(Beginning of Study material)

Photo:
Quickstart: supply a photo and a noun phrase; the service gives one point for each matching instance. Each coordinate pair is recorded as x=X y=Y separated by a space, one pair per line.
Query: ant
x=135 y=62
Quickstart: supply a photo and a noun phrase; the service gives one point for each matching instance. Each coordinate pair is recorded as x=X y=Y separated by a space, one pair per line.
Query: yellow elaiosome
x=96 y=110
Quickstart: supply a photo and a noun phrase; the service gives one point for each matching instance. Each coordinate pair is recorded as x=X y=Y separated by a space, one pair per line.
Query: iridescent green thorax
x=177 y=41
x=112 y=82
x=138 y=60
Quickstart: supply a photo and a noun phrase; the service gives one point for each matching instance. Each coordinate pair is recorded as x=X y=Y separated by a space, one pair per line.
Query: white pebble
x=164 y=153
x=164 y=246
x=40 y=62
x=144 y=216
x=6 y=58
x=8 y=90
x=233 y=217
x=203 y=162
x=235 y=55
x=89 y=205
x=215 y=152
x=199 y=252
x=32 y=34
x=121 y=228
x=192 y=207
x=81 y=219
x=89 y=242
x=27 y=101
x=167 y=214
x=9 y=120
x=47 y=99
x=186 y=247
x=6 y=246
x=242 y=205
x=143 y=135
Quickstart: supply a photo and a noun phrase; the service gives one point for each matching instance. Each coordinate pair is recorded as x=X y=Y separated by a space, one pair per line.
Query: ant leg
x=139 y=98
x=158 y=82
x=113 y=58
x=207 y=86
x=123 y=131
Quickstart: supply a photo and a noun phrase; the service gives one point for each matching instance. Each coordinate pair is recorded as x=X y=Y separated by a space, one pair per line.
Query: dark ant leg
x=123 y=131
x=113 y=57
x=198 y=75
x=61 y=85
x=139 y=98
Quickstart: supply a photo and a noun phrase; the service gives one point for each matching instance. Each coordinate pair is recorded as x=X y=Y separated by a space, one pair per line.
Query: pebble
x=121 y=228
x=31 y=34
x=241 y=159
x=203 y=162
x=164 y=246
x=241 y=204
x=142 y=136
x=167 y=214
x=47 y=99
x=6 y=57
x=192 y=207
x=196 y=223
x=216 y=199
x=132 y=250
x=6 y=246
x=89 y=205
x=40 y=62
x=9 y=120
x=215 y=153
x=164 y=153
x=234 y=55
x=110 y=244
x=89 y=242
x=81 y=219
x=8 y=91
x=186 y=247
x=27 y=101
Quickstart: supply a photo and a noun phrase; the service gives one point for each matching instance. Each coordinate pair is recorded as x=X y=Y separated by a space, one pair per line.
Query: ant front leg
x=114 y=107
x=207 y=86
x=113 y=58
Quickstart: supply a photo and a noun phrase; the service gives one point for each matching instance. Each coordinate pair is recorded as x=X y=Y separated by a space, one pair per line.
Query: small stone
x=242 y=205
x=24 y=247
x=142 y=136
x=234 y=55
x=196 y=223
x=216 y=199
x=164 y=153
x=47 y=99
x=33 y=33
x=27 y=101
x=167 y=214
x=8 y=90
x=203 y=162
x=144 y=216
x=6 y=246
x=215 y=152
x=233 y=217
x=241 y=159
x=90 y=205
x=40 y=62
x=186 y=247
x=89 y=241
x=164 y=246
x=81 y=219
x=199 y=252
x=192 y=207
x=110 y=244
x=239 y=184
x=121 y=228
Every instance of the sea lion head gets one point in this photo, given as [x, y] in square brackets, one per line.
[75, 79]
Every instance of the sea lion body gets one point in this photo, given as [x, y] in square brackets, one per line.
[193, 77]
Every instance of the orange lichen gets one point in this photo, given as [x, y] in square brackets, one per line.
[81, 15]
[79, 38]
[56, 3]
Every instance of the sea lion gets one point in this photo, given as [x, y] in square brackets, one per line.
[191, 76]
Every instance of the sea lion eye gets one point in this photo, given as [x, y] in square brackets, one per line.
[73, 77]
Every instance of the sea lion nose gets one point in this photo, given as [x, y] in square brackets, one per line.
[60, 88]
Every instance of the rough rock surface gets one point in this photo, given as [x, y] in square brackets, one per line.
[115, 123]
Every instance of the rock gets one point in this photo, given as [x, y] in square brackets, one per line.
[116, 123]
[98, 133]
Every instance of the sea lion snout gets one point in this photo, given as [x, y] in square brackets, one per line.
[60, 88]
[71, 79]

(End of Study material)
(Beginning of Study material)

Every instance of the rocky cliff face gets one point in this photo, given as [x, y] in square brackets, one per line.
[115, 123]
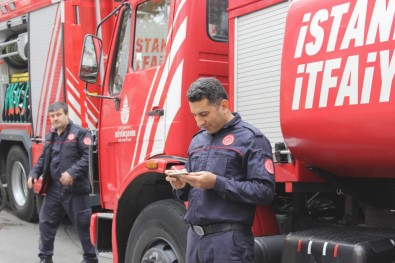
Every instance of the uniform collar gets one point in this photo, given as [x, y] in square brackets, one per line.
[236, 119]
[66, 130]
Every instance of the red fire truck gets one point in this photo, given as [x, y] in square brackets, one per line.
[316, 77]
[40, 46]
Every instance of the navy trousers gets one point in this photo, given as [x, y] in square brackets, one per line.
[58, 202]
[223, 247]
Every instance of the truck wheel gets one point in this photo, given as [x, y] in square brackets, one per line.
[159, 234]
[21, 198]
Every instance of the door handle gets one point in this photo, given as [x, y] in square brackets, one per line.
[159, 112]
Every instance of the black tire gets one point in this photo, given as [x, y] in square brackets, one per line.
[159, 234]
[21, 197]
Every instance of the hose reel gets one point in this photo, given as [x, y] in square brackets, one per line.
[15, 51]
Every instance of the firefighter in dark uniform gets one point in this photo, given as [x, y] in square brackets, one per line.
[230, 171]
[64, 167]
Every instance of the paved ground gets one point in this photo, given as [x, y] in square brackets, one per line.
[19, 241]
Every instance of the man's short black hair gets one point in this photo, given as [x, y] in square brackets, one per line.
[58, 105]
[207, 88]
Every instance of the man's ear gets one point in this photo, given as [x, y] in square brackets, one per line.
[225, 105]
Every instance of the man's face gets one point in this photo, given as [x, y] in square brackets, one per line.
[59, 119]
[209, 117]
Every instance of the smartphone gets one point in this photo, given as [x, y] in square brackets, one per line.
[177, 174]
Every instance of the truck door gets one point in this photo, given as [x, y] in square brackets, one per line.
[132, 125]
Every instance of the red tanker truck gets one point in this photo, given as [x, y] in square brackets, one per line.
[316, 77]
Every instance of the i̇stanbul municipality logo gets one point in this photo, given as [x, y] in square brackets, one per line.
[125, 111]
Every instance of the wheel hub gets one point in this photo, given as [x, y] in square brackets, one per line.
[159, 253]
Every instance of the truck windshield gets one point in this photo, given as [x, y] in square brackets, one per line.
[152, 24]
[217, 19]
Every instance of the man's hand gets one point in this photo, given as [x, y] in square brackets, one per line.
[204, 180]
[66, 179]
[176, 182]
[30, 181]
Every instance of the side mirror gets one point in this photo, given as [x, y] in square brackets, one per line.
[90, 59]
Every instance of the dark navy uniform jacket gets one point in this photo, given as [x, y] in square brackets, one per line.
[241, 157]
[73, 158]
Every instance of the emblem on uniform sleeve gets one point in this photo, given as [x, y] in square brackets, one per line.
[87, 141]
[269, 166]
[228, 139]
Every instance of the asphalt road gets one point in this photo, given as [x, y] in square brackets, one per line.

(End of Study material)

Task brief: Only the lines above from the line containing "Every instance of the emblem" through the line containing "Every instance of the asphalt" should be retyped, exactly and with both ends included.

Written reply:
Every instance of the emblem on uniform sleeve gets one point in this photo, given as [x, y] in square brackets, one per line.
[87, 141]
[269, 166]
[228, 139]
Every instance of the asphalt road gets one point in this photo, given as [x, y] in square brackets, one per line.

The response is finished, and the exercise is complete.